[PROVIDED TEXT]
^^^^^^^^
Miller's debut is both epic and sweeping, yet intimate and poignant. It has something for everyone: historical fiction fans will appreciate the research Miller put into this book; romance fans will appreciate the love story arc; fantasy fans will enjoy the magical and mythological references. I loved this book; I experienced so many different emotions. I am definitely looking forward to more from Miller.

Aug 20, 2014
  • tazfn180 rated this: 1 stars out of 5.

I was actually unable to get through even half of this book, and that is REALLY saying something. The impression I got from what I did read, is this seems to be a mythological version of Brokeback Mountain. That's perfectly fine if that's what you are expecting and in the mood for. I was looking for something more... mythological.

a quick review which I might revisit someday:
This is a charming story; a little bit deep, a little bit shallow. As some other commenters note, this is a modern (gay) love story plunked down whole cloth in a time period that had an entirely different conception of all things (early Greece may be the initiating seed for the development of ‘our’ western culture, but it is in no way its model - that would more be imperial Rome)- for an understanding of an inter/intrapersonal relational aspect, as well as an overall better developed sense of this particular culture, I would have wished a little, no a lot, more than contemporary literature as research, also deeper thought about what it is/was. There are several things good about the story; a simple clear style, an author, who, among other things might mature very well, especially if she gets a mature, well educated and thoughtfully responsive readership (we live in an age when everything gets a prize for something and consequently little is worth much. Think about it. Change the channel, right? anyway, that was a vicious aside ...)
^^^^^^^^
[AIM 1] Please return every line of the rows that contains the word "wall".
The rows below are unrelated to the book reviews.

[DATASET RECORDS]
^^^^^^^^
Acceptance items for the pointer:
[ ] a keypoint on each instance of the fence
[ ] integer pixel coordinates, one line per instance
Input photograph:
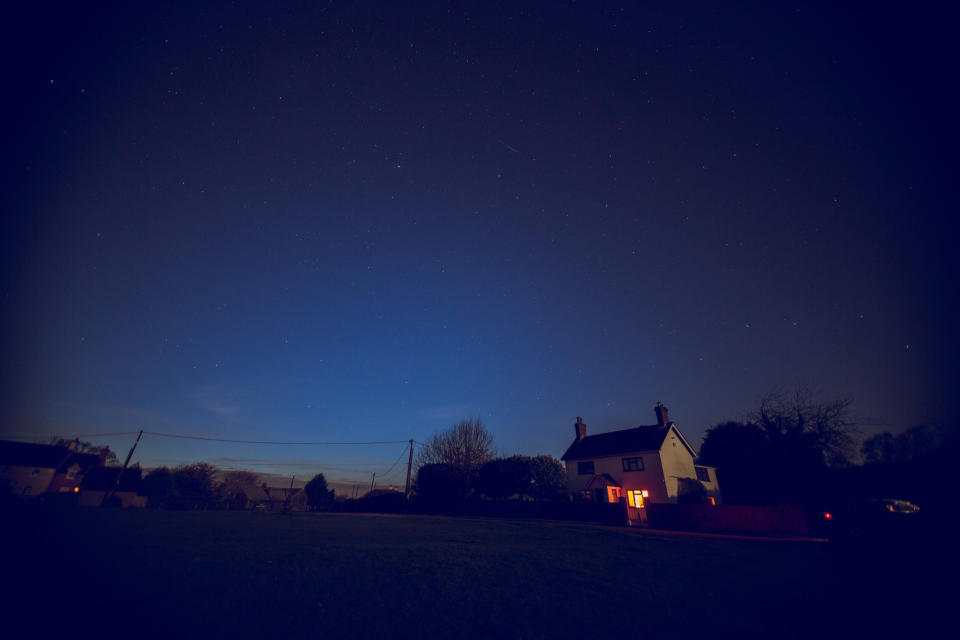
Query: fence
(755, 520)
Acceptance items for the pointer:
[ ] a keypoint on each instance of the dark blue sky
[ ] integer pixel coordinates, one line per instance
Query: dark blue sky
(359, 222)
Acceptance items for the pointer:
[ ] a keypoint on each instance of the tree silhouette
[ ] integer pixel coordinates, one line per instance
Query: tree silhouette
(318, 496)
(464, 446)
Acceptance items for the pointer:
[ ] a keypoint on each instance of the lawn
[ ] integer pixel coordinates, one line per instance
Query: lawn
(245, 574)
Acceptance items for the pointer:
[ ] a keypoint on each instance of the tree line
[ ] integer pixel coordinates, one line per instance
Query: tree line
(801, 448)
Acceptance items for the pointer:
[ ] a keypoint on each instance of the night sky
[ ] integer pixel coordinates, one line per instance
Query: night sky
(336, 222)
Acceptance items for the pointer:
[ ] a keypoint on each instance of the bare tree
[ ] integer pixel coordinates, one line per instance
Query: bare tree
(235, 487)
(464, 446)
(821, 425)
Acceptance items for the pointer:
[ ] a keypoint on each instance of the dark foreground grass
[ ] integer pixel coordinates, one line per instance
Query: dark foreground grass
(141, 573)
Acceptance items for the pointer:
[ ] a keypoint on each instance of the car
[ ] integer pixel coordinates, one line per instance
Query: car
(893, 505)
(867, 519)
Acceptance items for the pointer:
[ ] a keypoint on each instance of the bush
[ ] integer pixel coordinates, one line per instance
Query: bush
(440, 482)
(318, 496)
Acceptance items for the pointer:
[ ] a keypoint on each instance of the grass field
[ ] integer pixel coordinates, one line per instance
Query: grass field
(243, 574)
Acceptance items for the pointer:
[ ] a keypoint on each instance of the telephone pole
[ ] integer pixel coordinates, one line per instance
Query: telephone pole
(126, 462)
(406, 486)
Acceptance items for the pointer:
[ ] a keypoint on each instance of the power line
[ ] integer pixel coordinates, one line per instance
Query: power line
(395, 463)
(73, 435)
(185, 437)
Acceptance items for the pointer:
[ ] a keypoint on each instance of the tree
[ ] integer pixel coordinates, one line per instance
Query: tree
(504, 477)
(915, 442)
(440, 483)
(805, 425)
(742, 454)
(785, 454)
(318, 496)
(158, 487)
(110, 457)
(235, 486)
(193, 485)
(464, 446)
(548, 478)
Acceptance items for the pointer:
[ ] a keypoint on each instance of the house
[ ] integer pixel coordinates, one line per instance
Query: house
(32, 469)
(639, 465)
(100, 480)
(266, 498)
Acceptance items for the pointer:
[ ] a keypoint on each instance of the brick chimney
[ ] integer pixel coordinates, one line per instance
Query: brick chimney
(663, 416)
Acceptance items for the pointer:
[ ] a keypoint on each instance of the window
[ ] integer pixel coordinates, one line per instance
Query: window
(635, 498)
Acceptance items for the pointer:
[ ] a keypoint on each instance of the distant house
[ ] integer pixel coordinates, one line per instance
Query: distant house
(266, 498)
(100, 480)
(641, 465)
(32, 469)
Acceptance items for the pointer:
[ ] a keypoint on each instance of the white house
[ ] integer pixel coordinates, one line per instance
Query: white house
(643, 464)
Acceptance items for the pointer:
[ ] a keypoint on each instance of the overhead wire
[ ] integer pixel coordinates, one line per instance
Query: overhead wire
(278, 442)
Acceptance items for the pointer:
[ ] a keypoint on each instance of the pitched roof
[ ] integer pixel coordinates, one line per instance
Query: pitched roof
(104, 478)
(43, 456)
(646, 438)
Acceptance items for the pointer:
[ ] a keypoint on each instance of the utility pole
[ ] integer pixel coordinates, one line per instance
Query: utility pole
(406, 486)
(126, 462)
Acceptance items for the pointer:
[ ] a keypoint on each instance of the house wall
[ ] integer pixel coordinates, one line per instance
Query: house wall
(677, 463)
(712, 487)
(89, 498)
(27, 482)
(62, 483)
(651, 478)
^^^^^^^^
[AIM 2] Set down, word for word, the passage of the book reviews starting at "I was actually" and ending at "something more... mythological.".

[EXERCISE RESPONSE 1]
[ ] a keypoint on each instance of the house wall
Query: house wall

[EXERCISE RESPONSE 2]
I was actually unable to get through even half of this book, and that is REALLY saying something. The impression I got from what I did read, is this seems to be a mythological version of Brokeback Mountain. That's perfectly fine if that's what you are expecting and in the mood for. I was looking for something more... mythological.